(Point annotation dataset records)
□ □ □ □

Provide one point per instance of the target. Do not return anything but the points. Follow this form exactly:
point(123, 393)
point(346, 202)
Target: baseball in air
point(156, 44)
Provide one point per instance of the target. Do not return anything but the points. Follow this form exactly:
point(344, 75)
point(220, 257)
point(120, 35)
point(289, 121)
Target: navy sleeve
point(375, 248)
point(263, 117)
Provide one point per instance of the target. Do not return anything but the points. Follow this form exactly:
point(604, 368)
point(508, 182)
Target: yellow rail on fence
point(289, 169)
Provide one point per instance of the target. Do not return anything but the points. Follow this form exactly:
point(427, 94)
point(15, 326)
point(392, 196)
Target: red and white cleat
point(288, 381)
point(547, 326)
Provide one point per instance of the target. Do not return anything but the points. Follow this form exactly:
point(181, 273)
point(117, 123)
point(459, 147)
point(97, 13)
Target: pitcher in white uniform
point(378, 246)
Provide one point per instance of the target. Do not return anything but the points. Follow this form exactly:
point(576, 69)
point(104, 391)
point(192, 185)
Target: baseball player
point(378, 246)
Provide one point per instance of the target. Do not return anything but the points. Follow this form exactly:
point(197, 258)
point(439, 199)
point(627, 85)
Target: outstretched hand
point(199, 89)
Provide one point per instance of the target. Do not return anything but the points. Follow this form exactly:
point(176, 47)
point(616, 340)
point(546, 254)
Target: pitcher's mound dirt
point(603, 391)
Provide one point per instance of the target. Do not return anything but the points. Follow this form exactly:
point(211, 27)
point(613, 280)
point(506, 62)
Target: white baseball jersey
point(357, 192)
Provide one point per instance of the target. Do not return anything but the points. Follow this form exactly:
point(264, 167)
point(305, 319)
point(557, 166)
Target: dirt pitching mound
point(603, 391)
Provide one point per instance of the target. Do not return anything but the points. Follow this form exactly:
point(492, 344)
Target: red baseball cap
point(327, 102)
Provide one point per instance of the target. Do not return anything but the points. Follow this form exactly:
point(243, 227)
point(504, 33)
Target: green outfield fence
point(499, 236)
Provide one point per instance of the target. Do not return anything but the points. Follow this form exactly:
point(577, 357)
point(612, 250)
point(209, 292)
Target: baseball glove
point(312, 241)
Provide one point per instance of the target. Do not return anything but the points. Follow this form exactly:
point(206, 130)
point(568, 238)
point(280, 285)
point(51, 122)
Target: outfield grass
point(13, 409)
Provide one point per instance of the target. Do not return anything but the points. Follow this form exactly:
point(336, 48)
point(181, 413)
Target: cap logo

□ □ □ □

Output all of the material, please, exactly as it stands.

EXPECTED OUTPUT
Provide one point per instance of the target. Do not return anything but the points. Follow this form exactly:
point(123, 393)
point(346, 202)
Target: baseball in air
point(156, 44)
Provide one point per instance of the target. Do not return anything but the points. Follow this form exactly:
point(344, 75)
point(220, 257)
point(120, 35)
point(289, 121)
Target: navy sleeve
point(375, 248)
point(263, 117)
Provide one point per instance of the target. Do not return anything but the points. Follow this form exactly:
point(604, 368)
point(508, 182)
Target: yellow rail on fence
point(289, 169)
Provide one point per instance of the target. Do not return anything but the points. Follow this form exactly:
point(427, 94)
point(15, 326)
point(392, 196)
Target: red and white cleat
point(288, 381)
point(547, 326)
Provide one point per instance of the target. Do not return anything but the points. Follow this form exactly:
point(181, 273)
point(117, 123)
point(459, 147)
point(97, 13)
Target: pitcher in white uniform
point(378, 246)
Provide one point per instance of the target. Do not return anything but the points. Follow this form exactly:
point(576, 69)
point(104, 391)
point(192, 185)
Target: baseball player
point(378, 246)
Provide one point per instance of the target. Do not return anything but the points. Follow this form exactly:
point(197, 258)
point(439, 199)
point(627, 85)
Target: outstretched hand
point(199, 89)
Provide one point per instance of the target. Do not return anything but the points. Follow this form exactly:
point(176, 47)
point(616, 340)
point(546, 254)
Target: pitcher's mound dirt
point(603, 391)
Provide one point per instance of the target. Do not return anything but the points. Follow this form exactly:
point(211, 27)
point(613, 280)
point(506, 62)
Target: white baseball jersey
point(357, 192)
Provide one point per instance of the target. Do not return anything but the points. Follow this form exactly:
point(264, 167)
point(305, 319)
point(557, 166)
Target: dirt pitching mound
point(603, 391)
Provide one point per instance of the target. Do not return anything but the points. Follow this form exactly:
point(492, 344)
Target: red baseball cap
point(327, 102)
Provide one point per instance of the target. Do not return anything but the points. Follow this form exactly:
point(243, 227)
point(504, 33)
Target: green outfield fence
point(499, 236)
Provide one point per instance of the target. Do not return anything but the points. Follow this form exactly:
point(577, 357)
point(612, 250)
point(209, 292)
Target: baseball glove
point(312, 241)
Provide one point per instance of the target. Do not return anything but the points. Follow this form exactly:
point(206, 130)
point(568, 238)
point(280, 285)
point(51, 122)
Target: outfield grass
point(13, 409)
Provide one point per instance of the target. Do not return anything but the points. Follow this form exactly:
point(336, 48)
point(181, 413)
Target: cap logo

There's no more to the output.